Directions » Print every item below verbatim, with no changes.

══════════

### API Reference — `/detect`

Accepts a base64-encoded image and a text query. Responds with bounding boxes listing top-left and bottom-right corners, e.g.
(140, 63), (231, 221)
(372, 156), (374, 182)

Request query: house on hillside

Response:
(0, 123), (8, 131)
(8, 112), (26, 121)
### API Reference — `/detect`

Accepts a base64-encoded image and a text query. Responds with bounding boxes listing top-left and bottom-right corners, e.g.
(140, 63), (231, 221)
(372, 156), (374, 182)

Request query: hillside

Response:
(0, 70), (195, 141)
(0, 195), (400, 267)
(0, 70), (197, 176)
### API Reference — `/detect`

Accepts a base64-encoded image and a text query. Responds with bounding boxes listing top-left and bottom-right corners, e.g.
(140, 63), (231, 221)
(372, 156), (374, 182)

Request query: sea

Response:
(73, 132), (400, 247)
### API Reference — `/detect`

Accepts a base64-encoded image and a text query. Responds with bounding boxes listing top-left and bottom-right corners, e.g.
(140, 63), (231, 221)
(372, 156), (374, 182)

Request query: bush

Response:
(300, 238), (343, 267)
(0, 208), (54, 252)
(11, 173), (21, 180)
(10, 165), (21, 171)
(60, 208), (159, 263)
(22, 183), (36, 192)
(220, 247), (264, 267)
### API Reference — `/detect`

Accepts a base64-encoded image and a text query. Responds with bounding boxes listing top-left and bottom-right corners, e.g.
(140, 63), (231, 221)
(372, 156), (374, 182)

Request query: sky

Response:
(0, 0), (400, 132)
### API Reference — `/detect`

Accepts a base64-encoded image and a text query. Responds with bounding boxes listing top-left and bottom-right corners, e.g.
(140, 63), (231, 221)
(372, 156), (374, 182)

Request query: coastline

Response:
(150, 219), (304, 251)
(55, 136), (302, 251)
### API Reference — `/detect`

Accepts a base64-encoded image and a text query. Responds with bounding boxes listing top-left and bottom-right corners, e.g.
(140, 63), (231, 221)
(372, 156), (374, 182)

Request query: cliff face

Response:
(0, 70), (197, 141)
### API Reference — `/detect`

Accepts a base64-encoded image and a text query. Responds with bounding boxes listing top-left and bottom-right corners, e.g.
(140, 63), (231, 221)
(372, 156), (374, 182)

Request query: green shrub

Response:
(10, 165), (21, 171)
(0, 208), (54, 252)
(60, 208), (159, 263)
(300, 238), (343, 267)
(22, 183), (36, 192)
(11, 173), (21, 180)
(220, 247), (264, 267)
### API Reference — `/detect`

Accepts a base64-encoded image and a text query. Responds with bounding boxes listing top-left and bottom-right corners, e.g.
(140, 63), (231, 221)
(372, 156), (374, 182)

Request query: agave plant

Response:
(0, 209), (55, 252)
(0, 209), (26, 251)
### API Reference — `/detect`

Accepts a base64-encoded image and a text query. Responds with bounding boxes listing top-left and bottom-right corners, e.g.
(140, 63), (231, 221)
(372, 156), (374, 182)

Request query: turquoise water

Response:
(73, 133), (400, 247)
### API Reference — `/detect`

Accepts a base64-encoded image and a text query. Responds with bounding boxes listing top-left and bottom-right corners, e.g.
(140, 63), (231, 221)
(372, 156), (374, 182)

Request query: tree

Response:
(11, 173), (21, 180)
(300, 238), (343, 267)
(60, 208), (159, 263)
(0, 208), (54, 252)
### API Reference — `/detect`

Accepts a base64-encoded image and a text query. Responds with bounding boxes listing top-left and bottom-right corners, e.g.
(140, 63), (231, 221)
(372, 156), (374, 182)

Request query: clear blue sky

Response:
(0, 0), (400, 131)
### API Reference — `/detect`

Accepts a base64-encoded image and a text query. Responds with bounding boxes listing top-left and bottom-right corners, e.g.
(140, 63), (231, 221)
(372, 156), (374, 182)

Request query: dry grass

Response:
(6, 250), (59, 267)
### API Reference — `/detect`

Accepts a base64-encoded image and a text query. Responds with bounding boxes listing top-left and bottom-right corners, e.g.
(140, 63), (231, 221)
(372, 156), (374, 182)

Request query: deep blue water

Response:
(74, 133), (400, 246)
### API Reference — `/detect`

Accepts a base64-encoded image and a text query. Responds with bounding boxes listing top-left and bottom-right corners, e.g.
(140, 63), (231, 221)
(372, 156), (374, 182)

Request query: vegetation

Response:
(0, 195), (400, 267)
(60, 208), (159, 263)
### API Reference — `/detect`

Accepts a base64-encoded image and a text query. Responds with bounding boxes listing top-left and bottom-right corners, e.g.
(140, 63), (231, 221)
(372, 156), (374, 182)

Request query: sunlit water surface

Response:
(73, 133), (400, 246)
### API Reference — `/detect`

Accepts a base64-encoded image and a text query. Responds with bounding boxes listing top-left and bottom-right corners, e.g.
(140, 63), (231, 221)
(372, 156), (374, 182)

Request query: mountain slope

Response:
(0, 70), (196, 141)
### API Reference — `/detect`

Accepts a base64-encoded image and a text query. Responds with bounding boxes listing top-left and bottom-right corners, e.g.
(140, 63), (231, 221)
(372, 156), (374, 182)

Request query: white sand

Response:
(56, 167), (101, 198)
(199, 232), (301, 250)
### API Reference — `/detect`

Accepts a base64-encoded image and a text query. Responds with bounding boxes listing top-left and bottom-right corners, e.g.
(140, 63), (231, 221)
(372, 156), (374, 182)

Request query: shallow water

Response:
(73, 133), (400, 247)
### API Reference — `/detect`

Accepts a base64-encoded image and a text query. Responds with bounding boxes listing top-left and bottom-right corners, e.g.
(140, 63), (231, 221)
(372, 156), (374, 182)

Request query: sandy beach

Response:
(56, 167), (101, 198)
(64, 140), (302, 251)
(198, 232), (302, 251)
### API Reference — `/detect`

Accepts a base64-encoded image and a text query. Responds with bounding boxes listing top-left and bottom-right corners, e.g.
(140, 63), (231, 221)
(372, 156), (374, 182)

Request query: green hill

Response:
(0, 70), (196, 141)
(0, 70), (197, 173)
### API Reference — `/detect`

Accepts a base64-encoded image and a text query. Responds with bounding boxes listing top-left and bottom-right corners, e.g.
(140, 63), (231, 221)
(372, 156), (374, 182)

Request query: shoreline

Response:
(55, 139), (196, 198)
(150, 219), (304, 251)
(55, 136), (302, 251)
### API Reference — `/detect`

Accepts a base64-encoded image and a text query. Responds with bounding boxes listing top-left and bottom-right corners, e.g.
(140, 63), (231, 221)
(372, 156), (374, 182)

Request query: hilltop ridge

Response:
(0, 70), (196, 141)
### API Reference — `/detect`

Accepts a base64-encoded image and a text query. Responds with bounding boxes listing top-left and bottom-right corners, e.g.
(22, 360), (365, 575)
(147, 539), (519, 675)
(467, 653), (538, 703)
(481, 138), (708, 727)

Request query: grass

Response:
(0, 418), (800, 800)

══════════

Response below »
### API Reference — `/detect`

Accepts a base64-encoded image and a text query. Responds with bounding boxes listing top-left and bottom-right corners, e.g.
(140, 63), (231, 221)
(372, 156), (374, 182)

Request query: house on hillside

Response:
(0, 123), (8, 131)
(8, 112), (26, 121)
### API Reference — `/detect`

Accepts a base64-encoded image and a text query. Responds with bounding boxes listing top-left and bottom-right corners, e.g.
(140, 63), (231, 221)
(372, 156), (374, 182)

Request query: hillside

Response:
(0, 70), (195, 141)
(0, 195), (400, 267)
(0, 70), (197, 176)
### API Reference — `/detect`

Accepts a base64-encoded image and a text query. Responds with bounding boxes listing top-left and bottom-right corners, e.g.
(140, 63), (231, 221)
(372, 156), (374, 182)

Request query: sea

Response:
(73, 132), (400, 247)
### API Reference — `/detect`

Accepts a base64-encoded image and a text query. Responds with bounding boxes listing top-left and bottom-right corners, e.g.
(140, 63), (231, 221)
(372, 156), (374, 182)

Request query: bush

Response:
(300, 238), (343, 267)
(0, 208), (54, 252)
(11, 173), (21, 180)
(10, 165), (21, 171)
(60, 208), (159, 263)
(22, 183), (36, 192)
(220, 247), (264, 267)
### API Reference — `/detect`

Accepts a base64-encoded image and a text query. Responds with bounding boxes listing top-left and bottom-right corners, e.g.
(140, 63), (231, 221)
(372, 156), (374, 182)

Request query: sky

Response:
(0, 0), (400, 132)
### API Reference — `/detect`

Accepts a base64-encoded image and a text query. Responds with bounding boxes listing top-left and bottom-right corners, e.g.
(140, 63), (231, 221)
(372, 156), (374, 182)

Request query: coastline

Response:
(150, 219), (304, 251)
(55, 136), (302, 251)
### API Reference — `/detect`

Accepts a base64-encoded image and a text query. Responds with bounding boxes listing top-left and bottom-right corners, e.g.
(140, 63), (231, 221)
(372, 156), (374, 182)

Request query: cliff face

Response:
(0, 70), (197, 141)
### API Reference — `/detect`

Accepts a base64-encoded image and a text query. Responds with bounding boxes listing top-left and bottom-right corners, e.g.
(140, 63), (231, 221)
(372, 156), (374, 182)

Request query: green shrub

Response:
(10, 165), (21, 171)
(0, 208), (54, 252)
(60, 208), (159, 263)
(300, 238), (343, 267)
(22, 183), (36, 192)
(11, 173), (21, 180)
(220, 247), (264, 267)
### API Reference — `/detect`

Accepts a base64-encoded image and a text query. Responds with bounding boxes listing top-left and bottom-right corners, e.g.
(140, 63), (231, 221)
(372, 156), (374, 182)

Request query: agave plant

Response:
(0, 209), (55, 252)
(0, 209), (26, 251)
### API Reference — `/detect`

Accepts a base64-encoded image and a text query. Responds with bounding boxes listing top-left and bottom-right corners, e.g.
(140, 63), (231, 221)
(372, 156), (374, 182)

Request query: turquoise water

Response:
(73, 133), (400, 247)
### API Reference — `/detect`

Accepts a base64-encoded image and a text query. Responds with bounding boxes listing top-left and bottom-right corners, e.g.
(140, 63), (231, 221)
(372, 156), (374, 182)

Request query: tree

Response:
(11, 173), (21, 180)
(300, 238), (343, 267)
(60, 208), (159, 263)
(0, 208), (54, 252)
### API Reference — `/detect`

Accepts a base64-encoded image and a text query. Responds with bounding boxes listing top-left and bottom-right corners, e.g.
(140, 63), (231, 221)
(372, 156), (374, 182)

Request query: clear blue sky

Response:
(0, 0), (400, 131)
### API Reference — `/detect`

Accepts a base64-encoded image and a text query. Responds with bounding boxes listing top-left and bottom-right corners, e.g.
(140, 63), (231, 221)
(372, 156), (374, 182)

Request query: dry grass

Response:
(6, 250), (59, 267)
### API Reference — `/detect`

Accepts a base64-encoded image and a text query. Responds with bounding boxes listing top-left and bottom-right corners, e.g.
(140, 63), (231, 221)
(372, 156), (374, 182)

Request query: deep blue water

Response:
(74, 133), (400, 246)
### API Reference — `/detect`

Accepts a base64-encoded image and a text query. Responds with bounding boxes listing top-left and bottom-right corners, e.g.
(140, 63), (231, 221)
(372, 156), (374, 182)

Request query: vegetation

Response:
(0, 195), (400, 267)
(60, 208), (159, 263)
### API Reference — `/detect`

Accepts a base64-encoded image and a text query. Responds with bounding boxes listing top-left and bottom-right corners, e.g.
(140, 63), (231, 221)
(372, 156), (374, 182)

Request query: sunlit water surface

Response:
(73, 133), (400, 246)
### API Reference — `/detect`

Accepts a base64-encoded image and a text query. Responds with bounding boxes listing top-left and bottom-right corners, e.g.
(140, 63), (231, 221)
(372, 156), (374, 182)

Request query: mountain slope

Response:
(0, 70), (196, 141)
### API Reference — `/detect`

Accepts a base64-encoded image and a text query. Responds with bounding boxes listing top-left and bottom-right corners, e.g.
(140, 63), (231, 221)
(372, 156), (374, 182)

Request query: white sand

Response:
(56, 167), (101, 198)
(199, 232), (301, 250)
### API Reference — `/detect`

Accepts a base64-encoded image and a text query. Responds with bounding boxes listing top-left and bottom-right corners, e.g.
(140, 63), (231, 221)
(372, 156), (374, 182)

Request query: shallow water

Response:
(73, 133), (400, 247)
### API Reference — `/detect`

Accepts a base64-encoded image and a text query. Responds with bounding boxes listing top-left and bottom-right corners, e.g.
(140, 63), (231, 221)
(372, 156), (374, 182)

Request query: sandy beach

Response:
(56, 167), (101, 198)
(64, 140), (302, 251)
(198, 232), (302, 251)
### API Reference — `/detect`

Accepts a base64-encoded image and a text query. Responds with bounding boxes listing top-left and bottom-right corners, e.g.
(140, 63), (231, 221)
(372, 156), (374, 182)

Request query: green hill

Response:
(0, 70), (196, 141)
(0, 70), (197, 173)
### API Reference — `/detect`

Accepts a base64-encoded image and a text query. Responds with bounding boxes listing top-left and bottom-right corners, e.g.
(140, 63), (231, 221)
(372, 156), (374, 182)

Request query: shoreline

Response:
(55, 139), (196, 198)
(150, 219), (304, 251)
(55, 136), (302, 251)
### API Reference — `/detect`

Accepts a base64-encoded image and a text query. Responds with bounding boxes listing top-left and bottom-right corners, e.g.
(140, 63), (231, 221)
(372, 156), (374, 182)

Request query: hilltop ridge

Response:
(0, 70), (196, 141)
### API Reference — `/detect`

Accepts a base64-encoded image and a text query. Responds with bounding boxes listing top-left and bottom-right corners, e.g.
(22, 360), (365, 575)
(147, 539), (519, 675)
(467, 653), (538, 703)
(481, 138), (708, 727)

Request query: grass

Response:
(0, 418), (800, 800)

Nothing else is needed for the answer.